| TAREAS A REALIZAR |
(A) En el texto sobre Todavía no me quieres, ¿con quién concibió Lethem la historia en un principio y con qué fin?
(B) Prolonga el texto sobre Todavía no me quieres desde el punto en que termina.

| FRAGMENTO DEL DOCUMENTO |
==*==
EL ARTISTA DE LA DECEPCIÓN


Jonathan Lethem califica Todavía no me quieres (Mondadori, 2008), una historia de amor ambientada en la escena artística y musical alternativa de Los Ángeles, de comedia romántica. En principio concibió la historia con Amy Greenstadt para una película que no se hizo. Volcó en ella sus recuerdos como músico juvenil de una banda a comienzos de los noventa y su conocimiento íntimo de la California más bohemia. Posteriormente, se propuso consumar el proyecto en solitario y modificó el formato narrativo, en un proceso que resumiría perfectamente su idea de la literatura. El año pasado, precisamente, Lethem publicó en Harper´s un espléndido artículo (“The ecstasy of influence: a plagiarism”) donde bromeaba con el plagio creativo y la paranoia actual sobre los derechos de autor y reivindicaba sin tapujos, pervirtiendo a Bloom, la política del “éxtasis de influencias”, el remix, el “sampleado” de temas y la cita tácita como estrategias estéticas de efecto estupefaciente sobre el lector o el espectador contemporáneos (de hecho, el apéndice final incluía todas las referencias literales con que había construido su discurso a modo de strip-tease literario de desvergonzada intención e indudable eficacia crítica). En este sentido, esta novela coetánea jugaba ya con las ideas paradójicas expuestas en el artículo: toda creación individual es producto de la colaboración desinteresada o involuntaria y el éxito artístico radica en el potencial de apropiación de los motivos colectivos que flotan en el aire cultural de cada época[i].
Citando a Shakespeare, a Dylan y a Tarantino como paradigmas de artistas singulares que se han nutrido de referencias ajenas en sus creaciones, Lethem concibe ahora una ficción en la que un grupo de rock debutante acaba canalizando algunas ideas originales cuyo origen mismo es confuso. A través de elocuentes canciones como “Ojos monstruosos” o “Comida de astronauta” esta banda californiana de nombre también incierto consigue expresar, sin embargo, la soledad, el desarraigo, el narcisismo emocional y la falta de amor de sus cuatro atolondrados componentes y de un público joven aletargado por las modas culturales, la anomia vital y la carencia de referentes sólidos.
==*==
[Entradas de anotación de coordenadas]
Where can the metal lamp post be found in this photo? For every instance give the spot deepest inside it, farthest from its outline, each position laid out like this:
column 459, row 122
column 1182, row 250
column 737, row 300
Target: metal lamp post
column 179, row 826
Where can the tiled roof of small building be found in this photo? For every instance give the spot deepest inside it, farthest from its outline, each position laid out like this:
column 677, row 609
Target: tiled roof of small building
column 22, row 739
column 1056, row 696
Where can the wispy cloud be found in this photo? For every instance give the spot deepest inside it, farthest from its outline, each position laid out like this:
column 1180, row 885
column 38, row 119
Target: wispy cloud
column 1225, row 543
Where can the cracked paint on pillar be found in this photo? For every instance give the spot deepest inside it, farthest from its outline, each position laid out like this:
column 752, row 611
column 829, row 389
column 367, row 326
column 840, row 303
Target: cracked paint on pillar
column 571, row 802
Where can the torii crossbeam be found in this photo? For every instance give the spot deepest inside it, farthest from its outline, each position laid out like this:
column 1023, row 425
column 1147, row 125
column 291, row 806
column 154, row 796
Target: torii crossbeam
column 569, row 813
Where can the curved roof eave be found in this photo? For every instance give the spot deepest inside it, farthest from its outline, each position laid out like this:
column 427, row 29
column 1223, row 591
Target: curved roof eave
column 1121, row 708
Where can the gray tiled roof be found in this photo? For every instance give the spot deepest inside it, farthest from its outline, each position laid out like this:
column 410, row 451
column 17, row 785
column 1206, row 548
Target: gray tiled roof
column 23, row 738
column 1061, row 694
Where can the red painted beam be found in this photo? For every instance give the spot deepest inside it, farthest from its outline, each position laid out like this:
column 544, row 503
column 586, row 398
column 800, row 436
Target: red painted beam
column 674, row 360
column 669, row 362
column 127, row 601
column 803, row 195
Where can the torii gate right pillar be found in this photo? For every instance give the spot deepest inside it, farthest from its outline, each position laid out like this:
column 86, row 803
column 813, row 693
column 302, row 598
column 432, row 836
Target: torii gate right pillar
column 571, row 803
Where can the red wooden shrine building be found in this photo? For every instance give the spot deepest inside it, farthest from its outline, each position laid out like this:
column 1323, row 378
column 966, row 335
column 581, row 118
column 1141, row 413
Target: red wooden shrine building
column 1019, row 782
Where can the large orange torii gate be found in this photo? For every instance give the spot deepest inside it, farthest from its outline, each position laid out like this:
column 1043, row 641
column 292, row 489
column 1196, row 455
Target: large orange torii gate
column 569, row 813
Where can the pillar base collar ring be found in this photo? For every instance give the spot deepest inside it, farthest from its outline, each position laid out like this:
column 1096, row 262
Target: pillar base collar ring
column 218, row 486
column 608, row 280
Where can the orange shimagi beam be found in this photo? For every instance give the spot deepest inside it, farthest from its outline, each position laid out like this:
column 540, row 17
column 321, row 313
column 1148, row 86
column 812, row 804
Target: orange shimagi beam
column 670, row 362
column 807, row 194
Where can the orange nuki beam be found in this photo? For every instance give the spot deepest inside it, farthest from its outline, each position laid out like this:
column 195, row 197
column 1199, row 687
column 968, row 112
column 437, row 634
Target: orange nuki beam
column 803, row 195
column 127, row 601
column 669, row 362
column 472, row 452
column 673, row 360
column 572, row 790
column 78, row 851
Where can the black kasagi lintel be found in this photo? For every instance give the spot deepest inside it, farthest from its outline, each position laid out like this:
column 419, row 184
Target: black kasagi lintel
==*==
| RESPUESTAS DEL EJERCICIO |
(A) La concibió con Amy Greenstadt para una película que no se hizo.

(B)
Por otra parte, esta divertida novela es una comedia sexual, a causa, sobre todo, del alto voltaje erótico que despide su protagonista, Lucinda, la bajista del grupo. Ella sola focaliza la trama circular con su peregrinación amorosa de un amante más joven (Mathew), el solista ensimismado de identidad algo desleída, a otro amante más maduro (Carl), el misterioso “hombre de las quejas”, un adulto excéntrico de quien se enamora tanto por su pericia sexual como por su inteligencia verbal. De hecho, el barrigudo Carl es un cerebro privilegiado y vive de inventar eslóganes por los que le pagan sumas extraordinarias. Uno de ellos seduce a Lucinda hasta el punto de que se apropia de él, como se inspira de otras ingeniosas ideas de Carl para las canciones del grupo. Con ese eslogan fascinante, como resumen de su espíritu provocativo, concluye la novela: “No se puede ser profundo sin superficie”. Lethem se ha permitido escribir este divertimento instructivo sobre algunos de los temas más serios del presente (los entresijos más insospechados de la creación y la cultura, el plagio y la inspiración, las ilusiones y desilusiones existenciales, el afán de fama o el problemático y turbulento “eros” contemporáneo, etc.) en el estilo chispeante y desenfadado de algunas teleseries de moda (Californication, Weeds, Big Bang Theory o Nip/Tuck, por citar las primeras que se me ocurren).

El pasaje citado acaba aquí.